** Record excerpts **

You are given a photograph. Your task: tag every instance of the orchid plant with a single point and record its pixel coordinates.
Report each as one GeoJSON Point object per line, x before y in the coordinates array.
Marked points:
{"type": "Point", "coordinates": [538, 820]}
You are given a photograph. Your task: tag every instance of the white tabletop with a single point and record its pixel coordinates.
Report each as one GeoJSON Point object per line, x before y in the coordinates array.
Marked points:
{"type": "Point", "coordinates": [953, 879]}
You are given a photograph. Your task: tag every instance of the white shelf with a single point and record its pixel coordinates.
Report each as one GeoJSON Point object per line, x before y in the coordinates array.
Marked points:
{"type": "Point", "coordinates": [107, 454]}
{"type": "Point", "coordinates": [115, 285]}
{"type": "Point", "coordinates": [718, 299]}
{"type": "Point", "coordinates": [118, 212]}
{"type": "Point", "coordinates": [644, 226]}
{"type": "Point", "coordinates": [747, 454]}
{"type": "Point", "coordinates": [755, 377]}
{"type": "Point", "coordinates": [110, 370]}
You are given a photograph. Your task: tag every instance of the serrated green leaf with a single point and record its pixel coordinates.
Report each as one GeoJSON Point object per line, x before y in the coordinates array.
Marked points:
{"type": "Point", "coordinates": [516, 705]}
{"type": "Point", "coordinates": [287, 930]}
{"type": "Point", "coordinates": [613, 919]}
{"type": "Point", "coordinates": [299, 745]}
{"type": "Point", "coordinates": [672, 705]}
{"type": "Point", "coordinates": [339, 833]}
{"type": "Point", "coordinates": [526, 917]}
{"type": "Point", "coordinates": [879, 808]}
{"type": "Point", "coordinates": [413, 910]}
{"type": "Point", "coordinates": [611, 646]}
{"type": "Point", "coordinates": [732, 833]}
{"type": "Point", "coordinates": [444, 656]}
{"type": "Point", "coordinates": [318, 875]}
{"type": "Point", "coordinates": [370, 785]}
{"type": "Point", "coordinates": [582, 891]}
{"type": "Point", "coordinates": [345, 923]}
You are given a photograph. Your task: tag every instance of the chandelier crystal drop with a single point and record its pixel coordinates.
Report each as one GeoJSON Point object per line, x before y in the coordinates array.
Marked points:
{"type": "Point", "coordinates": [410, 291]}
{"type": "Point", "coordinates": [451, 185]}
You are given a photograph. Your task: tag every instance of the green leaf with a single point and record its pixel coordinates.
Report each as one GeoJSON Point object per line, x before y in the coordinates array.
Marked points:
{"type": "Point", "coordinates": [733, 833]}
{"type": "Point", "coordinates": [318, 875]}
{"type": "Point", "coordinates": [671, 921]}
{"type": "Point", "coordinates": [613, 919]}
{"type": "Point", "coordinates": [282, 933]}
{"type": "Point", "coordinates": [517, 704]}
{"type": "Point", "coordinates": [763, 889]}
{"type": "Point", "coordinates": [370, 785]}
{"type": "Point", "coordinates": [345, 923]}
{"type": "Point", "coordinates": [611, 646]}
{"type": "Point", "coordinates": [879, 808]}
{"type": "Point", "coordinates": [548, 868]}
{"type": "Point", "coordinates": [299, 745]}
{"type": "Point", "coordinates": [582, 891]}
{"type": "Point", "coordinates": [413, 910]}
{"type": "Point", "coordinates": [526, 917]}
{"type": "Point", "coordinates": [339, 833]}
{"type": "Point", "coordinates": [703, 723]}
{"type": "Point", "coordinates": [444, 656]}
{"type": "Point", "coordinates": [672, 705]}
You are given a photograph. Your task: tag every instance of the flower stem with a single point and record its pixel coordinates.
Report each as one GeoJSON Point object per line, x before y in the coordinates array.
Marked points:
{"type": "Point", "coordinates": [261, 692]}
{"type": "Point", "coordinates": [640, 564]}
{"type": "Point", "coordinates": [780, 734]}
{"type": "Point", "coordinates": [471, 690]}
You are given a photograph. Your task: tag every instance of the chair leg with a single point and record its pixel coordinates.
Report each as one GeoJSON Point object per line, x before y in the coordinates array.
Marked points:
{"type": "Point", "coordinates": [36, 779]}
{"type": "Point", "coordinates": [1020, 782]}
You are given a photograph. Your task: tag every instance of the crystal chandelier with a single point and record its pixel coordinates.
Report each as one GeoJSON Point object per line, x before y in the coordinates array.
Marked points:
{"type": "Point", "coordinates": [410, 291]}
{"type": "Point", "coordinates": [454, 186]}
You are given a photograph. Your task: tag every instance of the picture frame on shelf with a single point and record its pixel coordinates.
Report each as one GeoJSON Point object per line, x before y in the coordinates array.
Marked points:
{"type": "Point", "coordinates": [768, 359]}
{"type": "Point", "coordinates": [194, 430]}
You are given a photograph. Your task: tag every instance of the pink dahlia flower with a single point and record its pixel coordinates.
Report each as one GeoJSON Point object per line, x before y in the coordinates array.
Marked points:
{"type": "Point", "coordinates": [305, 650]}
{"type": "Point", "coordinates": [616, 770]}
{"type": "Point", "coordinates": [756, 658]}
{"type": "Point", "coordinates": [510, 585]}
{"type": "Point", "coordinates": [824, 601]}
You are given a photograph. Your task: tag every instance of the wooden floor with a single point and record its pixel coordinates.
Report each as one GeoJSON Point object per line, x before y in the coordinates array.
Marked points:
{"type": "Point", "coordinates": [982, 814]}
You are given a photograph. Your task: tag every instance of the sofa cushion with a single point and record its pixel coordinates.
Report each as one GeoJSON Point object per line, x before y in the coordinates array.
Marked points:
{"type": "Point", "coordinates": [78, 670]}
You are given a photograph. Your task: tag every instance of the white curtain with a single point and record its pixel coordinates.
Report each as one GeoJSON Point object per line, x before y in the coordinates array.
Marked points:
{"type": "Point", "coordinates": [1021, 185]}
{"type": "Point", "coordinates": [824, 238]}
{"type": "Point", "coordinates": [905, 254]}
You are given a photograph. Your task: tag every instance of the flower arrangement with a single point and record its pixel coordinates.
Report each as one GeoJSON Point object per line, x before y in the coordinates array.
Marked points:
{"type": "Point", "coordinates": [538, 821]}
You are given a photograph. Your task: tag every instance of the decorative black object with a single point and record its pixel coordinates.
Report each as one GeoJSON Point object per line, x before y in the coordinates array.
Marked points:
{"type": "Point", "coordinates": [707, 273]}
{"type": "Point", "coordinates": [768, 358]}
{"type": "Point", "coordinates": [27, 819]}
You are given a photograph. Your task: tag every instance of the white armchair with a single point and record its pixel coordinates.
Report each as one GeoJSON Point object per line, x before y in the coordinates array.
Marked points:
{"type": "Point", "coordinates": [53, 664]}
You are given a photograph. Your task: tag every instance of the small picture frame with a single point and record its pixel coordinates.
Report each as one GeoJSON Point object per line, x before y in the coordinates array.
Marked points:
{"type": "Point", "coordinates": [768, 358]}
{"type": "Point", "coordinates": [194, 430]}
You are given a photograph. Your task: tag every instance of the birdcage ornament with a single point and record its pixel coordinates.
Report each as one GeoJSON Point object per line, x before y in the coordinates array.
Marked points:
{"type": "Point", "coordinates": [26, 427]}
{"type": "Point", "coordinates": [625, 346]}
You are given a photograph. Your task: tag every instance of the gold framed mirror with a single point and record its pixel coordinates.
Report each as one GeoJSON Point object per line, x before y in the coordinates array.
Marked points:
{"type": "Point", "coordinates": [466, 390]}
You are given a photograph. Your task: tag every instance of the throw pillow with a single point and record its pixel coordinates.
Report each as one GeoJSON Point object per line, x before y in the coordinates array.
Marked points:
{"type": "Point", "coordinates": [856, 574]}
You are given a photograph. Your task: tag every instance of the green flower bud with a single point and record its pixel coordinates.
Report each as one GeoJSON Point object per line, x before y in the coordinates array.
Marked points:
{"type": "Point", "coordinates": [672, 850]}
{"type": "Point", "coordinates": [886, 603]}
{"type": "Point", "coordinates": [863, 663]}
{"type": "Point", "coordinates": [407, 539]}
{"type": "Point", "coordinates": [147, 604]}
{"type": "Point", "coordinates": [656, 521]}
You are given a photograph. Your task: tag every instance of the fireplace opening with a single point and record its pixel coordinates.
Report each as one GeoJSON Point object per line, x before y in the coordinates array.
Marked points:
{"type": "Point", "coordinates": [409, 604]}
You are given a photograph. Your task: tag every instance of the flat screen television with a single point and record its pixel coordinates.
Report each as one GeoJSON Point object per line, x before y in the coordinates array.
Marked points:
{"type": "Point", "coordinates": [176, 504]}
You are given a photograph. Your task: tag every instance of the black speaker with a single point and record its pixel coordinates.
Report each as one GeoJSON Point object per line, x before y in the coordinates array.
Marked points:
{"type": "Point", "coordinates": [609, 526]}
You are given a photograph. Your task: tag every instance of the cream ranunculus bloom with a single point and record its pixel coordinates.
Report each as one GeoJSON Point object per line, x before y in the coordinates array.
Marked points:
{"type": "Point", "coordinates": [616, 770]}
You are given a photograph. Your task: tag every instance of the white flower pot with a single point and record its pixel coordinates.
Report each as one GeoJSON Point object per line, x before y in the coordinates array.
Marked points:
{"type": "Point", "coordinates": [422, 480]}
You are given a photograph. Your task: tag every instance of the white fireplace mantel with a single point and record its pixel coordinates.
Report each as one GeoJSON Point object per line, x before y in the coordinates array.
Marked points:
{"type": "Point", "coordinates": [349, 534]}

** Task directions **
Rewrite the records as a numbered list, beginning at the line that contains "the white fireplace" and running through the last line of the records, with blank lines dropped.

** Exercise output **
1. You are given a photograph. Your task: tag every instance of the white fireplace mantel with a single point and record its pixel coordinates.
2. Report each as one GeoJSON Point object per line, x before y in the coordinates array.
3. Marked points:
4. {"type": "Point", "coordinates": [349, 534]}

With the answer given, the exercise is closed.